[RINCIAN LATIHAN]
Salin dengan persis bagian dari kisah tentang lamaran dan persiapan pernikahan, dari "Hasil dari pertemuan" sampai "ngajak ngobrol. Hih.", termasuk kedua bagian tersebut.

[KUTIPAN BACAAN]
-------

Keluarga besar Mas Ave pun datang secara resmi untuk meminang saya. Hari itu, saya mengenakan jilbab merah. Tanda bahwa saya pun tengah berbahagia, meski hanya bisa melihatnya dari kejauhan dan stalking sosmednya. Juga berbekal dengan informasi dari kakak dan ibunya. Pun seorang temannya yang kebetulan satu tempat kerja dengan adik saya. Semua sinyal menyatakan baik dan bisa diterima, Allah pun menghendaki terjadinya proses khitbah dan kedua orangtua kami pun ridha.
Persiapan Pernikahan
Wah rasanya saya hampir tidak percaya akan menikah di usia 23 tahun. Setiap proses yang saya lalui seperti kotak-kotak hadiah dari Allah yang sengaja disiapkan untuk saya. Isinya selalu mengejutkan sekaligus membahagiakan. Kira-kira dua atau tiga minggu setelah khitbah, orangtua kami bersepakat untuk membicarakan tanggal pernikahan saya dan Mas Ave di rumah calon Ibu mertua saya. Namun saat itu saya tidak diperbolehkan ikut, hehehe. Padahal saya sudah kangen ingin melihat calon suami :p Namun harus saya tahan dan terpaksa harus ditelan lagi debar itu.
Hasil dari pertemuan tersebut disepakati bahwa tiga bulan dari hari itu adalah tanggal pernikahan kami. Segala persiapan dan rapat akan dilakukan di rumah saya. Sehingga dalam rentang tiga bulan itu, calon suami sering datang ke rumah untuk meminta arahan dari ayah saya. Namun sampai saat itu sekalipun saya tidak pernah ngobrol dengan beliau. Saya hanya mendengar Mas Ave berbicara dengan ayah, ibu atau kakak saya. Bahkan saat rapat sekalipun, ia tidak pernah menyapa atau melihat saya. Kecewa sih, karena ngga mungkin kan saya duluan yang ngajak ngobrol. Hih.

-------

[DATA YANG DIBERIKAN]
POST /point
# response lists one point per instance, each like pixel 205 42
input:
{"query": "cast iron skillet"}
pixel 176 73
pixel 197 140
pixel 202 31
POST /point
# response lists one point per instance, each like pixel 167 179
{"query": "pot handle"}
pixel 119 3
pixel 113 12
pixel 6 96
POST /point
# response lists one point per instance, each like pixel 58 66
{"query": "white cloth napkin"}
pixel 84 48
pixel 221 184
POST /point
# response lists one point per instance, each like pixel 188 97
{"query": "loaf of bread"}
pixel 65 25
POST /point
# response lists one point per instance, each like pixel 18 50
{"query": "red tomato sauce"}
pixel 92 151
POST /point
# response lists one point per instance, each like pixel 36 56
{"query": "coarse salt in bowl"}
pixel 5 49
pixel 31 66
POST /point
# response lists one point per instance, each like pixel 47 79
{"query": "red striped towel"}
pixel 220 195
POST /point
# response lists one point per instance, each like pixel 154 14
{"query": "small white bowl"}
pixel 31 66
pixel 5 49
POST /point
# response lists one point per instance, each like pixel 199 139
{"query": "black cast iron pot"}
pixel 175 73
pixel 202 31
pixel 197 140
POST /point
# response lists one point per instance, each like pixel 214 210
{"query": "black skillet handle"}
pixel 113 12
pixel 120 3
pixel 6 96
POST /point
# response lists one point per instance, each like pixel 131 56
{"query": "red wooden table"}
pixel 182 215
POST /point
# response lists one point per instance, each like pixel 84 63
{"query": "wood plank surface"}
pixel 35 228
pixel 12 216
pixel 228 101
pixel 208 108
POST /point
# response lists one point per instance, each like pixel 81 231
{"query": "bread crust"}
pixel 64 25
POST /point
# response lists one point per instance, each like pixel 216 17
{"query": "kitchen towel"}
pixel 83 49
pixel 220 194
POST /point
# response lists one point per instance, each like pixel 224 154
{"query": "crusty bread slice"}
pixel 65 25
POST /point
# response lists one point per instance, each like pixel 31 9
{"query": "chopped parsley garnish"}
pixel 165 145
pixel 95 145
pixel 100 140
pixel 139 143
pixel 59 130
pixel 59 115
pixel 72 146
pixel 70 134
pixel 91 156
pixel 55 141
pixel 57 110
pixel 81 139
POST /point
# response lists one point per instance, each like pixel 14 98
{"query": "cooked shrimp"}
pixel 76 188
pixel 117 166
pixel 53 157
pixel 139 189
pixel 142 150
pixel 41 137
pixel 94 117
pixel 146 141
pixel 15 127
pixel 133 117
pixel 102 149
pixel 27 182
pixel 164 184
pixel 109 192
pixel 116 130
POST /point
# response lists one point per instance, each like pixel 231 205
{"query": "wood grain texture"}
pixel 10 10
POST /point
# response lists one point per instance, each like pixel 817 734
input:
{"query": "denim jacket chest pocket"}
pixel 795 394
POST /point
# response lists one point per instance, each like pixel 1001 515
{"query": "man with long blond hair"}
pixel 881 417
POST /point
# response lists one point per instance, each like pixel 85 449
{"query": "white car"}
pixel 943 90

-------

[PEMBAHASAN JAWABAN]
Hasil dari pertemuan tersebut disepakati bahwa tiga bulan dari hari itu adalah tanggal pernikahan kami. Segala persiapan dan rapat akan dilakukan di rumah saya. Sehingga dalam rentang tiga bulan itu, calon suami sering datang ke rumah untuk meminta arahan dari ayah saya. Namun sampai saat itu sekalipun saya tidak pernah ngobrol dengan beliau. Saya hanya mendengar Mas Ave berbicara dengan ayah, ibu atau kakak saya. Bahkan saat rapat sekalipun, ia tidak pernah menyapa atau melihat saya. Kecewa sih, karena ngga mungkin kan saya duluan yang ngajak ngobrol. Hih.